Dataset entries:
================================

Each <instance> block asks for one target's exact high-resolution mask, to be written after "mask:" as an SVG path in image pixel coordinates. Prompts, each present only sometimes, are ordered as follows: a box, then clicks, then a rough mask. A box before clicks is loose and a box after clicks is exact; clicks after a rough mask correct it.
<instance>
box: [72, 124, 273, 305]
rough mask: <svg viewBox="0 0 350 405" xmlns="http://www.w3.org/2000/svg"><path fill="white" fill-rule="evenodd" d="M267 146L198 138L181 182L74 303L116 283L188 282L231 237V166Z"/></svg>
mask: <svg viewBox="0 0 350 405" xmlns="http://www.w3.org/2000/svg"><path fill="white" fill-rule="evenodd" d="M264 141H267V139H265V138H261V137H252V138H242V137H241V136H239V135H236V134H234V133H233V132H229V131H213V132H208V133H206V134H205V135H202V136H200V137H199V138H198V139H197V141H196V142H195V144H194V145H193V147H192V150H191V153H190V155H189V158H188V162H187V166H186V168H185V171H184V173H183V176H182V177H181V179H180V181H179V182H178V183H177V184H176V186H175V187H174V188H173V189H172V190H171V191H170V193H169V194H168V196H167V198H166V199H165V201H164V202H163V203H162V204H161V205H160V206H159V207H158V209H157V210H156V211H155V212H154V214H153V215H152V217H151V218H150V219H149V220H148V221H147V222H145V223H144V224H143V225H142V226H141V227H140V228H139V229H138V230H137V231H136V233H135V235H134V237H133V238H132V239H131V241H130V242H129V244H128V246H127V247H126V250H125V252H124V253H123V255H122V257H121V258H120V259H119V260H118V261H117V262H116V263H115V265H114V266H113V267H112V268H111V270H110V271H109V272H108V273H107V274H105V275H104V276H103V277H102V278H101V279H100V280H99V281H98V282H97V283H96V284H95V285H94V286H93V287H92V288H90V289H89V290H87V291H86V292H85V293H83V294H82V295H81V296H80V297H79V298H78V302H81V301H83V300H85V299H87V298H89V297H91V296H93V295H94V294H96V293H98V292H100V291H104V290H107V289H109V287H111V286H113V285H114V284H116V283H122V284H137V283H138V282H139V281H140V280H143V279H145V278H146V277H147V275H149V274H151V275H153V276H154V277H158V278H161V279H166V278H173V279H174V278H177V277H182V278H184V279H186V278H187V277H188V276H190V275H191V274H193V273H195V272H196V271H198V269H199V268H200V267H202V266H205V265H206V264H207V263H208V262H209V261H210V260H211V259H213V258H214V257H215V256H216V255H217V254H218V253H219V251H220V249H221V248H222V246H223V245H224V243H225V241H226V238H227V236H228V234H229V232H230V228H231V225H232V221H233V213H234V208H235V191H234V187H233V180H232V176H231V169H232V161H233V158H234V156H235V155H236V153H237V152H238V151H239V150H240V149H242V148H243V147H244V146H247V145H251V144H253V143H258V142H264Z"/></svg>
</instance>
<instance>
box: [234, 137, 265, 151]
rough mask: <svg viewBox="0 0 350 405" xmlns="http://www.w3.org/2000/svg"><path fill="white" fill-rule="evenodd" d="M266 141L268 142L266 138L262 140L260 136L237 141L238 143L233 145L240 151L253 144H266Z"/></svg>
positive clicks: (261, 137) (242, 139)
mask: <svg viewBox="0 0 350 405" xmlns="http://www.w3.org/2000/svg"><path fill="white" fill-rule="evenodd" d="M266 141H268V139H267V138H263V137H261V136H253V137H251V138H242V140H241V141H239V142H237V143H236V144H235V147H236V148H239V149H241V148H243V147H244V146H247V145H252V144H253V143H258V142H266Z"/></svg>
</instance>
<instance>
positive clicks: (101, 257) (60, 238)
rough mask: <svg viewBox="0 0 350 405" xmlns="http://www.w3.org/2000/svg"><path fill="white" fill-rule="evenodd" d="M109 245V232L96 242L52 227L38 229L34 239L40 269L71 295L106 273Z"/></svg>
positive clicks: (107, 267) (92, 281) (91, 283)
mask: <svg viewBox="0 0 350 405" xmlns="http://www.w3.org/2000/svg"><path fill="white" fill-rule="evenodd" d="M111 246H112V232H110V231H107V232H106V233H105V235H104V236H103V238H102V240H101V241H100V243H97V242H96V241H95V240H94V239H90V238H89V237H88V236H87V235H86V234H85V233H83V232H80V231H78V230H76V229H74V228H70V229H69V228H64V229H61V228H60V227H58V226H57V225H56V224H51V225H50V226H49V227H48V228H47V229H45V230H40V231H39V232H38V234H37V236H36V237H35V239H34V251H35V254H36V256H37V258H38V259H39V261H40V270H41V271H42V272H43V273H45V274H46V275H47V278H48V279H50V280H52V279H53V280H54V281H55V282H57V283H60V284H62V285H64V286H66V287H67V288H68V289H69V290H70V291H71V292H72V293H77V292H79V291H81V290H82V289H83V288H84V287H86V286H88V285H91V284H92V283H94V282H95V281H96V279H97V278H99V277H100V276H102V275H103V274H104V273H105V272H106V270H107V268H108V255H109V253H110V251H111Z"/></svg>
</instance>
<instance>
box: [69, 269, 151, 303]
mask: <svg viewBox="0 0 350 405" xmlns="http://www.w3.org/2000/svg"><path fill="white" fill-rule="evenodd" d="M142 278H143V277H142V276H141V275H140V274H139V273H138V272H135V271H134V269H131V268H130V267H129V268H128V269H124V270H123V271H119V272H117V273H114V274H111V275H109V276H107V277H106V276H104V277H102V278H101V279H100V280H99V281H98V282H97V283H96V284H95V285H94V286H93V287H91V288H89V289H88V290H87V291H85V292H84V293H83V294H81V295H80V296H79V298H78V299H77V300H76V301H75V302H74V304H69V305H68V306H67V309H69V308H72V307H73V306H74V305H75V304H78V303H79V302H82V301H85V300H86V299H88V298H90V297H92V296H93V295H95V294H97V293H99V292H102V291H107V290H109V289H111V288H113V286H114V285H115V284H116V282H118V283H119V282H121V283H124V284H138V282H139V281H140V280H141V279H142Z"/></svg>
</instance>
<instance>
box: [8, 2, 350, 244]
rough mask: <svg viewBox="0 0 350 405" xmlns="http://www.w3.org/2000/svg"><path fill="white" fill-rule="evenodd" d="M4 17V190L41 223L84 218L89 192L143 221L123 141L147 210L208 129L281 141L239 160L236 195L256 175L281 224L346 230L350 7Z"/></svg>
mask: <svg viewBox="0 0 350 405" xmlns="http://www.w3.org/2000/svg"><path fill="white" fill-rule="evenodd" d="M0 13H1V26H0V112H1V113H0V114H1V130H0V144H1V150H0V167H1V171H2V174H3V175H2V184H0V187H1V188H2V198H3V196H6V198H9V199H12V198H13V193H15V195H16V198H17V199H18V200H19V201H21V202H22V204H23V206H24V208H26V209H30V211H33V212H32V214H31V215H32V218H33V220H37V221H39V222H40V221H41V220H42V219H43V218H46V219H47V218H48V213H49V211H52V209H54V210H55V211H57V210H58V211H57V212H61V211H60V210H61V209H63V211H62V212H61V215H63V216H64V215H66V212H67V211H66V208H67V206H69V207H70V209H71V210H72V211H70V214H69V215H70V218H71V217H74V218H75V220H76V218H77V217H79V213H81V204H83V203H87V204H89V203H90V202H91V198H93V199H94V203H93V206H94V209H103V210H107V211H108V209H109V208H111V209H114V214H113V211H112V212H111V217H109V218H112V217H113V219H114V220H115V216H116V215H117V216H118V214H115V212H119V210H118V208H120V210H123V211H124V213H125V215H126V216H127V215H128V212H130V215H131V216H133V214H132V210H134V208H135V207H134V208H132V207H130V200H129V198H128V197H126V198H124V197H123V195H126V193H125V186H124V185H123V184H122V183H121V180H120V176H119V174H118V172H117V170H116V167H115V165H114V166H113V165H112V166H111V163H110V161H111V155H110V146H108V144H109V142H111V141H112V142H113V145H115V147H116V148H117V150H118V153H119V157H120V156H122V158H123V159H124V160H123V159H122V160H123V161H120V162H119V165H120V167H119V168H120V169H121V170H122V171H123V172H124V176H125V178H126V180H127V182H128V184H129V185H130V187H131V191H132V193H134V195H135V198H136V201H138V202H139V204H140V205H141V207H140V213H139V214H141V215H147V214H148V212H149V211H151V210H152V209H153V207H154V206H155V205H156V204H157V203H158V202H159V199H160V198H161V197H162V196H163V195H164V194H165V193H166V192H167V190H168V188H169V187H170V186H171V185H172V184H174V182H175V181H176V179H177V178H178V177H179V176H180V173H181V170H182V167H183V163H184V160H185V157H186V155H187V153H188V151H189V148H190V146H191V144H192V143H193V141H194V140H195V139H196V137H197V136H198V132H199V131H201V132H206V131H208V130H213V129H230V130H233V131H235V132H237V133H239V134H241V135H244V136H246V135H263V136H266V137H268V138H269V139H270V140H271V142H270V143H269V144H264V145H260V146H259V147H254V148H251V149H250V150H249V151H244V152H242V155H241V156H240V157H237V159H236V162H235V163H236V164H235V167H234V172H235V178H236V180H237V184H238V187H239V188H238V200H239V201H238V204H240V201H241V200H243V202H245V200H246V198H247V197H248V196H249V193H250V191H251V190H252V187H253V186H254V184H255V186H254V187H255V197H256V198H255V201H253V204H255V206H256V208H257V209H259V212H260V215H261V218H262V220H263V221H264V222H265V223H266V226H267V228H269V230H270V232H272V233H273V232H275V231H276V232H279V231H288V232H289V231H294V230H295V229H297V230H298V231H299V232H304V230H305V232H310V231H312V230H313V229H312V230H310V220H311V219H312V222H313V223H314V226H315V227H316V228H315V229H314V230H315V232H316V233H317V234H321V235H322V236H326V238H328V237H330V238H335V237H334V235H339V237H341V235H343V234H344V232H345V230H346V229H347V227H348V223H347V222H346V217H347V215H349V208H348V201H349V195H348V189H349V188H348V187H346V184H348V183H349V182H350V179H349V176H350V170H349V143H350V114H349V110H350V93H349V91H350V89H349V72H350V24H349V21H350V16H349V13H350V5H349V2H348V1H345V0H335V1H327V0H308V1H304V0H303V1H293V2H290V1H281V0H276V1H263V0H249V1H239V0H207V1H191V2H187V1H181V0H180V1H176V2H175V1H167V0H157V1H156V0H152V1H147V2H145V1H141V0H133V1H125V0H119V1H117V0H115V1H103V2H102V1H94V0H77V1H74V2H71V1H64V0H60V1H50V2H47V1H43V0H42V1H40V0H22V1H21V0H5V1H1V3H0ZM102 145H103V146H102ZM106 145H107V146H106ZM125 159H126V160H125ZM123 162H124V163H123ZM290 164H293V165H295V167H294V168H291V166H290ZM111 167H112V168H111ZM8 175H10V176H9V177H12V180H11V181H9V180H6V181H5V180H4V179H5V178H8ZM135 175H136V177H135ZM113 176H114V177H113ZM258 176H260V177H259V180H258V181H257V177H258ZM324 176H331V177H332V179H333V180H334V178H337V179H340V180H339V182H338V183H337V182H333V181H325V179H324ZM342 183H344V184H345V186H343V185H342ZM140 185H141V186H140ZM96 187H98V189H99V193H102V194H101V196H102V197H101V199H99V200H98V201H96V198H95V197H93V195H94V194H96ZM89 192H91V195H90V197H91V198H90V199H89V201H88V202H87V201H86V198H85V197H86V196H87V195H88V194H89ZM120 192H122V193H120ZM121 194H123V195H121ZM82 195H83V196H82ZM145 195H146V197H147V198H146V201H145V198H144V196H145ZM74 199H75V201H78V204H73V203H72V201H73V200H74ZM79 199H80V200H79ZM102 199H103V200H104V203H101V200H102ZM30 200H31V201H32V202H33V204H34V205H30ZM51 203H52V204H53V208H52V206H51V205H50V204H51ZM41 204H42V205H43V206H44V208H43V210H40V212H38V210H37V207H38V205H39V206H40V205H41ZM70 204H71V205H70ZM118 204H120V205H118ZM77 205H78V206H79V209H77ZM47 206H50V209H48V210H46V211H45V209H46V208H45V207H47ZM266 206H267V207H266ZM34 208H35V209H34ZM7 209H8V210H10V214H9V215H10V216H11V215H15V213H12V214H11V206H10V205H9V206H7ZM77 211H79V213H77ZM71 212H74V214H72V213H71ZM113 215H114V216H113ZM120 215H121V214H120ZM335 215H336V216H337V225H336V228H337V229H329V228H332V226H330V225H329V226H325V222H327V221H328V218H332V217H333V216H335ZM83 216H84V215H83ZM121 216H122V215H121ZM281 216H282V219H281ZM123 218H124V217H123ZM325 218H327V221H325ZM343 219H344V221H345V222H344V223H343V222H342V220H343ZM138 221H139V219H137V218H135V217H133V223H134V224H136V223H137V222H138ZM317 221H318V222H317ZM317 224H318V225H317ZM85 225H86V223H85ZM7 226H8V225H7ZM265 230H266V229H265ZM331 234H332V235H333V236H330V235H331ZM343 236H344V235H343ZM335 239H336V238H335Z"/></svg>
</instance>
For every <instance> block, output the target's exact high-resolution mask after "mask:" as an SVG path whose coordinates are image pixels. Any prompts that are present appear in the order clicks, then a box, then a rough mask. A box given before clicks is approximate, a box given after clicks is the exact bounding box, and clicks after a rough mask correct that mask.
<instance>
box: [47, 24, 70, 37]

================================

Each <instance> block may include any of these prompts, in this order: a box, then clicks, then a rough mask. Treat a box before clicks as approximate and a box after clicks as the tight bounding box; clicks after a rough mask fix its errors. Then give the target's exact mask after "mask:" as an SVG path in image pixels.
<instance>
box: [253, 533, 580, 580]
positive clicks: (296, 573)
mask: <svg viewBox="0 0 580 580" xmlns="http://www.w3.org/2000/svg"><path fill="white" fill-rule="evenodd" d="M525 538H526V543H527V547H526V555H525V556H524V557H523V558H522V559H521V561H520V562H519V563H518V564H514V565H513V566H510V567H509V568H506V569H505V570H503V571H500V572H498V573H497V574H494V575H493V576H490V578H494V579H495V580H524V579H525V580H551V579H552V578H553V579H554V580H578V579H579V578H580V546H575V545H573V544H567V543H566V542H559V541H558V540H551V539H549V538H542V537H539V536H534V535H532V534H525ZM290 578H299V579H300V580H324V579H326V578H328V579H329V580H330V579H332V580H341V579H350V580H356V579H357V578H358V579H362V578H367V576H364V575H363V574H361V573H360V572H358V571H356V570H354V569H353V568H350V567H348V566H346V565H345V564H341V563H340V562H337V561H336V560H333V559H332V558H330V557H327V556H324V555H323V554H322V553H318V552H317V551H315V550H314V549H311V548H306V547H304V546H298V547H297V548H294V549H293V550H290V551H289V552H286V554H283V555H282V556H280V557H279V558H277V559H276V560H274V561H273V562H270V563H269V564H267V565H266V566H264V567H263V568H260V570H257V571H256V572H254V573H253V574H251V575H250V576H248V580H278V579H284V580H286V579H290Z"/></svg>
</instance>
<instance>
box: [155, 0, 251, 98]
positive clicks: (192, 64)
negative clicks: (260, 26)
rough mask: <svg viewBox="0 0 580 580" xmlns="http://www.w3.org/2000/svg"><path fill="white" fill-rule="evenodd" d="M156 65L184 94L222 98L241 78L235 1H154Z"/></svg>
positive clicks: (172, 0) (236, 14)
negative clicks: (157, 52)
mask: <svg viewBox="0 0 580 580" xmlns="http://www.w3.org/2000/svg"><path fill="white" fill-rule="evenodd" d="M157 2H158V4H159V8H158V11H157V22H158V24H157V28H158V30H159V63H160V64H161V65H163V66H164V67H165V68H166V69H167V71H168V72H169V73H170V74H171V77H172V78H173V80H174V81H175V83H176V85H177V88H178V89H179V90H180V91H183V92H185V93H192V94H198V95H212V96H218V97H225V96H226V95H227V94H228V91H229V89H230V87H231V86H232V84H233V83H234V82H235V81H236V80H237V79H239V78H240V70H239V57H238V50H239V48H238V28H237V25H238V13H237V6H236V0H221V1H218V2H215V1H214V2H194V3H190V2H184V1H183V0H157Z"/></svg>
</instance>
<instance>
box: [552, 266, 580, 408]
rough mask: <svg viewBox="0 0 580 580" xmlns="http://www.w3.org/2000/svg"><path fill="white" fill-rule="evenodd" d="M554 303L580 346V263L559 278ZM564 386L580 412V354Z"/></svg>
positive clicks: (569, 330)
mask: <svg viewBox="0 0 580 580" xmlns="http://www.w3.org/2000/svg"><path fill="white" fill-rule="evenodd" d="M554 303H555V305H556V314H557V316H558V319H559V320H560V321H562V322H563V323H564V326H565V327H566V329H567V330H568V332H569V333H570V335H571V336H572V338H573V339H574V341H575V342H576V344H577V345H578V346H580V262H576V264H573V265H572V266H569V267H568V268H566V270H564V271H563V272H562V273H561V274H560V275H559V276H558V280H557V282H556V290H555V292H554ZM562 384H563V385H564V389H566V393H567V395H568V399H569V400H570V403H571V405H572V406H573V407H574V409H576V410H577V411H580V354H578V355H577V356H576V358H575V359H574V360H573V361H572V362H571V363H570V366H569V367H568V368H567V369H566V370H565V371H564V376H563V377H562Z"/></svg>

================================

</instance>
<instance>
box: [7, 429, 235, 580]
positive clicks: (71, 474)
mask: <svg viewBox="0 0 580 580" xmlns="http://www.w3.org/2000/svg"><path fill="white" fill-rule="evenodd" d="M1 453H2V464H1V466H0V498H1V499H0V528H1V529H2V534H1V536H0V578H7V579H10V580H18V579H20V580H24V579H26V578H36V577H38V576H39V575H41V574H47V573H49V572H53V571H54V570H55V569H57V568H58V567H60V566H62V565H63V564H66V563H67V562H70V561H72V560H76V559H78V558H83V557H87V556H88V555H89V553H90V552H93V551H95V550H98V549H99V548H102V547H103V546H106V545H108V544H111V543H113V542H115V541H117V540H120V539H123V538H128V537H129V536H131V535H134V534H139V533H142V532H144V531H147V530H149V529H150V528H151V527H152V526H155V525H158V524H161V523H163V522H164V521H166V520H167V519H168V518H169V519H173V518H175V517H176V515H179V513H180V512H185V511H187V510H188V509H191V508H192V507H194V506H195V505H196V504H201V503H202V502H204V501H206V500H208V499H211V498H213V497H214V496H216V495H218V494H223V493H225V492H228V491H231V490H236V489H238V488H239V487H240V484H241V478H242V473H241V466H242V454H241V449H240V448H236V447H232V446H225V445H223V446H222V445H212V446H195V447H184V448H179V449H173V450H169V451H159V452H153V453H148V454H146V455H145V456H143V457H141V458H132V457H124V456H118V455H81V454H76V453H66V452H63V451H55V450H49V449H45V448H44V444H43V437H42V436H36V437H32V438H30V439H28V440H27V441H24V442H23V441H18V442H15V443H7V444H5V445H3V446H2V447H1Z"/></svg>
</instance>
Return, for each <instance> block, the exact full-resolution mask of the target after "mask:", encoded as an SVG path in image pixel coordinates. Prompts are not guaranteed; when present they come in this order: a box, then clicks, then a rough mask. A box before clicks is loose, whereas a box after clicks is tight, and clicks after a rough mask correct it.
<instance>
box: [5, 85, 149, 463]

================================

> _WHAT TO DO_: Copy out, word for word, the lines of the listing from the one containing "Each <instance> block asks" through the one containing "146L198 138L181 182L74", both of those lines included.

> _EXPECTED ANSWER_:
Each <instance> block asks for one target's exact high-resolution mask, to be written after "mask:" as an SVG path in image pixel coordinates. Prompts, each present only sometimes, are ordered as follows: a box, then clicks, then a rough mask. A box before clicks is loose and a box after clicks is exact; clicks after a rough mask correct it.
<instance>
box: [72, 124, 273, 305]
rough mask: <svg viewBox="0 0 350 405" xmlns="http://www.w3.org/2000/svg"><path fill="white" fill-rule="evenodd" d="M267 146L198 138L181 182L74 303L116 283L188 282L231 237V166Z"/></svg>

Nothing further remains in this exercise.